## What is being asked
Set out exactly every line of the entries below, starting at the line that holds "Could you point to the plaid" and stopping after the line that holds "Could you point to the jacket sleeve".

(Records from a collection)
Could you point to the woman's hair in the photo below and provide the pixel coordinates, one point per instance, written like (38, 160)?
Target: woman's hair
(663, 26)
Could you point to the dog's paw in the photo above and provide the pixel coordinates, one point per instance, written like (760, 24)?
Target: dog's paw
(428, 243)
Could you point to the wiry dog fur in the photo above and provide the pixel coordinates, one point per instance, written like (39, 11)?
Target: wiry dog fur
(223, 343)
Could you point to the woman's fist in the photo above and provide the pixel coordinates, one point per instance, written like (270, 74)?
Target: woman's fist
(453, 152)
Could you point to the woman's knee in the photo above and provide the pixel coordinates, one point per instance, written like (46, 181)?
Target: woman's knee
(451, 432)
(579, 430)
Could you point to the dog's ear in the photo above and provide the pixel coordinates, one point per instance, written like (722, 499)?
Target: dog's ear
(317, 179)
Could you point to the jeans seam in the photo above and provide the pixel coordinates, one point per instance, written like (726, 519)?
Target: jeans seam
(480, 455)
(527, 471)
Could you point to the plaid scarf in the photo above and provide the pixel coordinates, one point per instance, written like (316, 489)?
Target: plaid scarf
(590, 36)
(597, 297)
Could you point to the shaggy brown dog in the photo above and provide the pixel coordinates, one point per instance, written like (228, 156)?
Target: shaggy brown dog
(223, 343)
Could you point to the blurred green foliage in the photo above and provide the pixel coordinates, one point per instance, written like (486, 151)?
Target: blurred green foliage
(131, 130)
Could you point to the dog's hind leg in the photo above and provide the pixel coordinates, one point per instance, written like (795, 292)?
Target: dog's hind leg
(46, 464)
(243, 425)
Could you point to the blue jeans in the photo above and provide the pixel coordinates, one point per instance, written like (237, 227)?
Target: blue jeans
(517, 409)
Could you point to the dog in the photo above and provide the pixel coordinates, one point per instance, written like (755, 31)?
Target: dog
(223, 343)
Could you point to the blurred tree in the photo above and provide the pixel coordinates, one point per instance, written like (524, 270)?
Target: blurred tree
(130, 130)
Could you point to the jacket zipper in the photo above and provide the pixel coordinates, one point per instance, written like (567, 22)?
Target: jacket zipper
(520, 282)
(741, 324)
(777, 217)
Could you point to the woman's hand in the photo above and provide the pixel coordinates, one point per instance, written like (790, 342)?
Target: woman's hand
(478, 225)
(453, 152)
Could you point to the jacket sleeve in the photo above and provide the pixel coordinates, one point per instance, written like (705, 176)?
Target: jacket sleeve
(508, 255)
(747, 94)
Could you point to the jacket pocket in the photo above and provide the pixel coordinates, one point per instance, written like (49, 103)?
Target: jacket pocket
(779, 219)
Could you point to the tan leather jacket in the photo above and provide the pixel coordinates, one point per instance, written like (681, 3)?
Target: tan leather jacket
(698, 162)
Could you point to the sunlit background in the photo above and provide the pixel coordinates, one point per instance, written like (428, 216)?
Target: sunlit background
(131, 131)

## Reply
Could you point to the plaid scarf in the photo above and provide the pixel coordinates, one point per instance, written like (316, 489)?
Target: plaid scarf
(590, 36)
(597, 297)
Could you point to the shaggy brown dog in the photo above and provide the pixel coordinates, one point per instance, written like (228, 156)?
Target: shaggy brown dog
(223, 343)
Could you point to the blurred green foliage in the photo above and provide the pixel coordinates, one point per instance, written like (486, 151)?
Target: blurred green foliage
(131, 130)
Could you point to the dog's hind leg in the photo above and provide the pixel coordinates, one point per instance, written like (795, 292)?
Target: dog's hind leg
(46, 464)
(243, 425)
Could you point to the blue jeans in the photo above and provide the pixel coordinates, one point per instance, written like (237, 227)?
Target: blue jeans
(517, 409)
Could you point to the dog in the photo above and provide the pixel coordinates, one point per instance, written like (755, 31)?
Target: dog
(223, 343)
Could you point to the blurred tree in the photo above and provide the pixel coordinates, one point per instance, written like (524, 270)?
Target: blurred tree
(130, 130)
Could you point to the jacket zipper in the photo above and provide the pixel coordinates, one point per instance, written like (567, 22)?
Target: jacket zipper
(520, 282)
(741, 324)
(777, 217)
Could you point to the woman's hand in the photo above and provide the pixel coordinates, one point per instance, written like (790, 342)?
Target: woman's hand
(478, 225)
(453, 152)
Could you point to the jacket sleeve in the photo above and provide the pixel coordinates, one point per instance, written like (705, 176)?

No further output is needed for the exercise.